■ **Work to complete**
Repeat every line from the line containing "Target: black grand piano" to the end of the data, exactly. Leave the pictures out.

___ Stored data

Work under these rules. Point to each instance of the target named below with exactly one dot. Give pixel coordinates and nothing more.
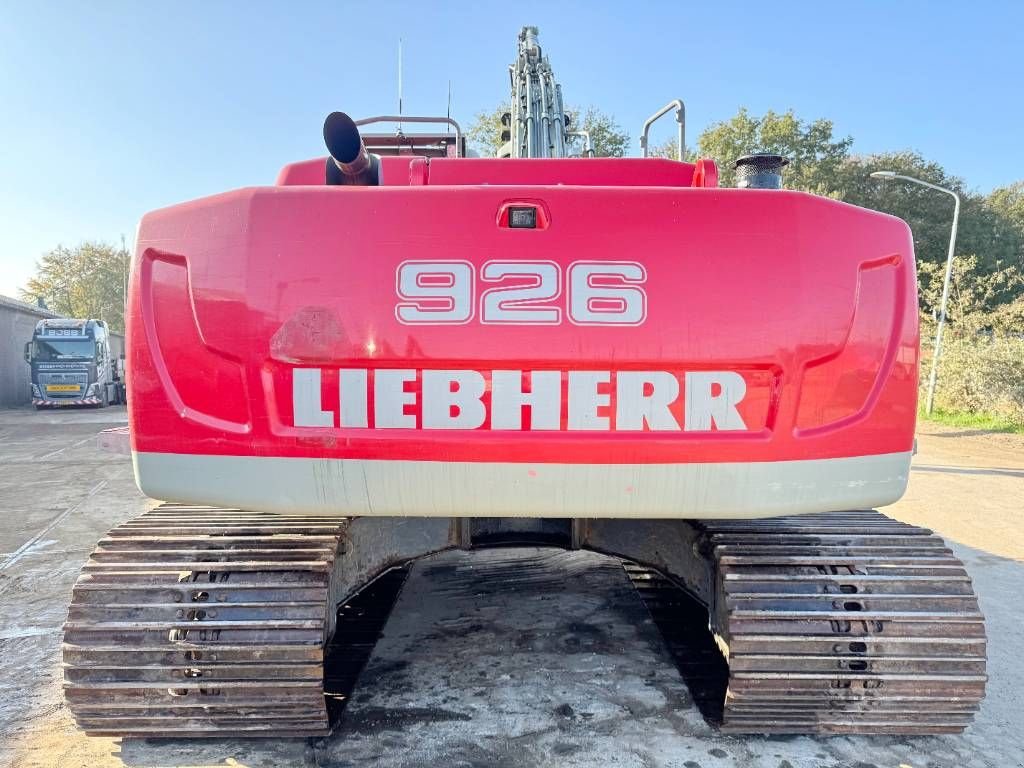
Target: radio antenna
(399, 83)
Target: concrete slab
(505, 657)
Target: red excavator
(398, 349)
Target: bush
(979, 373)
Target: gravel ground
(513, 658)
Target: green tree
(484, 133)
(976, 296)
(607, 137)
(82, 282)
(984, 229)
(813, 153)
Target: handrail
(414, 119)
(680, 109)
(588, 147)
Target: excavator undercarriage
(202, 622)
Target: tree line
(988, 289)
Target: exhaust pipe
(760, 171)
(349, 164)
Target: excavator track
(842, 623)
(199, 622)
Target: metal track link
(200, 622)
(844, 623)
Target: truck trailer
(75, 363)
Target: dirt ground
(517, 658)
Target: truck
(75, 363)
(387, 355)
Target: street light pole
(933, 376)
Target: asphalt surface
(516, 658)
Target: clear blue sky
(109, 110)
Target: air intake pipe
(349, 164)
(760, 171)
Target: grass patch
(973, 420)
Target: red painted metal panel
(809, 300)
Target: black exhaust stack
(760, 171)
(349, 164)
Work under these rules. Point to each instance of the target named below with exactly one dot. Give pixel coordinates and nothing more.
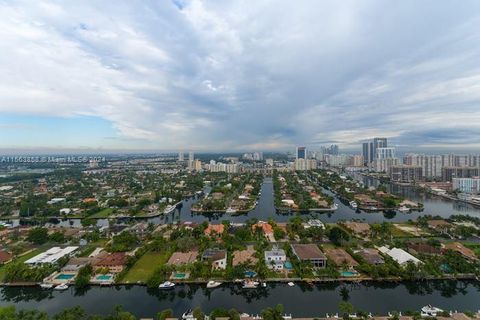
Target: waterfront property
(275, 258)
(217, 258)
(310, 253)
(52, 255)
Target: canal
(300, 300)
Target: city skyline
(198, 75)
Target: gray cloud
(235, 75)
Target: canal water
(433, 205)
(300, 300)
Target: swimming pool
(250, 274)
(64, 276)
(104, 277)
(179, 275)
(349, 273)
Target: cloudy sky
(239, 75)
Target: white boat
(169, 209)
(213, 284)
(166, 285)
(430, 311)
(188, 315)
(250, 284)
(61, 287)
(230, 210)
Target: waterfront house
(461, 249)
(114, 262)
(214, 230)
(371, 256)
(275, 258)
(217, 257)
(5, 257)
(341, 258)
(52, 255)
(358, 228)
(181, 258)
(400, 256)
(423, 248)
(244, 257)
(311, 253)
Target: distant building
(406, 173)
(466, 185)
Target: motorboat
(169, 209)
(430, 311)
(166, 285)
(248, 284)
(230, 210)
(213, 284)
(187, 315)
(61, 287)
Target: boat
(166, 285)
(169, 209)
(61, 287)
(248, 284)
(213, 284)
(230, 210)
(353, 204)
(430, 311)
(188, 315)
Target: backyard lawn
(145, 266)
(23, 258)
(105, 213)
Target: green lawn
(105, 213)
(23, 258)
(145, 266)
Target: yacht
(61, 287)
(166, 285)
(430, 311)
(249, 284)
(187, 315)
(169, 209)
(213, 284)
(230, 210)
(353, 204)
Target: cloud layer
(226, 75)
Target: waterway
(300, 300)
(433, 205)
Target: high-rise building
(301, 153)
(191, 160)
(368, 152)
(384, 153)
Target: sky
(239, 75)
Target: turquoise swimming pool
(179, 275)
(104, 277)
(64, 276)
(349, 273)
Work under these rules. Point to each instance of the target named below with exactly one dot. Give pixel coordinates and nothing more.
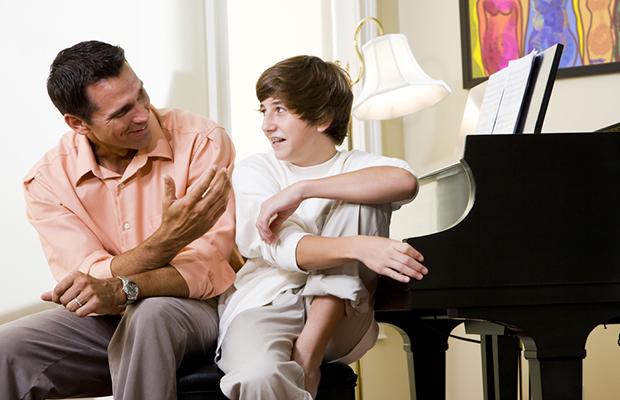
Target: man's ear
(77, 124)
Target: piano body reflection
(532, 247)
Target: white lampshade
(394, 84)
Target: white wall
(164, 42)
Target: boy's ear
(323, 126)
(76, 123)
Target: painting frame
(470, 79)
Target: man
(136, 218)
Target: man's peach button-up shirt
(86, 214)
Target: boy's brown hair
(317, 91)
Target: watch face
(132, 291)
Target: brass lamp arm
(358, 51)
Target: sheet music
(491, 101)
(514, 94)
(504, 96)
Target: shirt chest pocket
(152, 224)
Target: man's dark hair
(316, 91)
(77, 67)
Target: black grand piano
(535, 252)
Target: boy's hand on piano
(394, 259)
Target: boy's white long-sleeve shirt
(272, 268)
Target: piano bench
(197, 379)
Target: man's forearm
(165, 281)
(155, 252)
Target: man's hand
(276, 209)
(188, 218)
(394, 259)
(84, 295)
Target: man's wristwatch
(130, 289)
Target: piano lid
(545, 212)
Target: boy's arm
(394, 259)
(373, 185)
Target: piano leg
(554, 338)
(500, 351)
(429, 342)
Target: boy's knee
(264, 378)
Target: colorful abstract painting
(494, 32)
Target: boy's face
(293, 139)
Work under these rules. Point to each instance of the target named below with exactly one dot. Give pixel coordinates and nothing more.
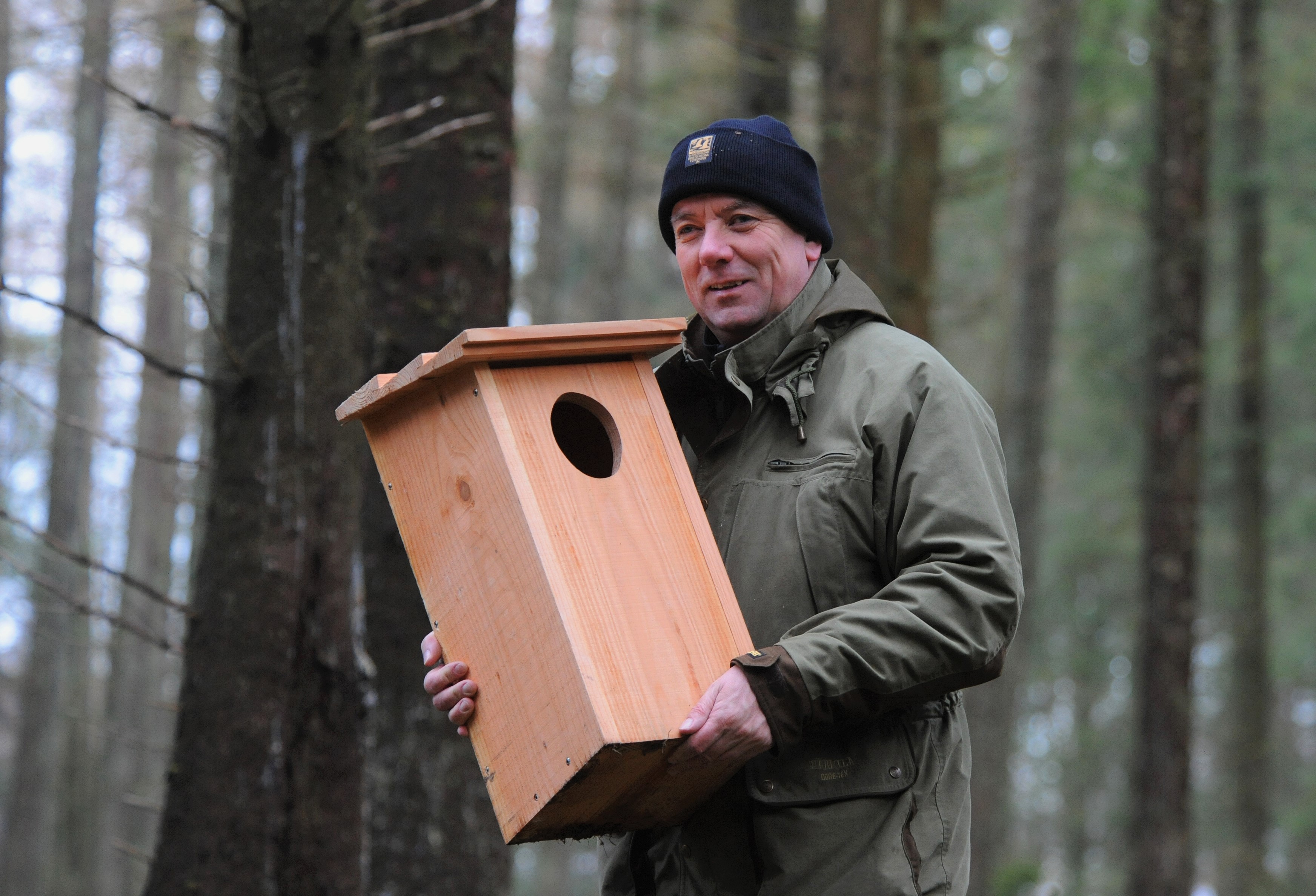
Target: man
(857, 490)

______

■ **Exercise answer**
Target: black grand piano
(535, 252)
Target: boy's hand on piano
(394, 259)
Target: boy's white long-sleeve shirt
(272, 268)
Target: piano bench
(197, 379)
Target: man's forearm
(165, 281)
(155, 252)
Target: man's hand
(276, 209)
(188, 218)
(394, 259)
(84, 295)
Target: man's wristwatch
(130, 289)
Target: piano lid
(545, 212)
Target: boy's arm
(394, 259)
(373, 185)
Target: piano leg
(554, 338)
(500, 351)
(429, 342)
Target: boy's knee
(264, 378)
Target: colorful abstract painting
(494, 32)
Target: boy's face
(293, 139)
Work under these rules. Point to each instance of the target named below with exactly one dot. Give pixel coordinates and nothing more.
Target: man
(857, 490)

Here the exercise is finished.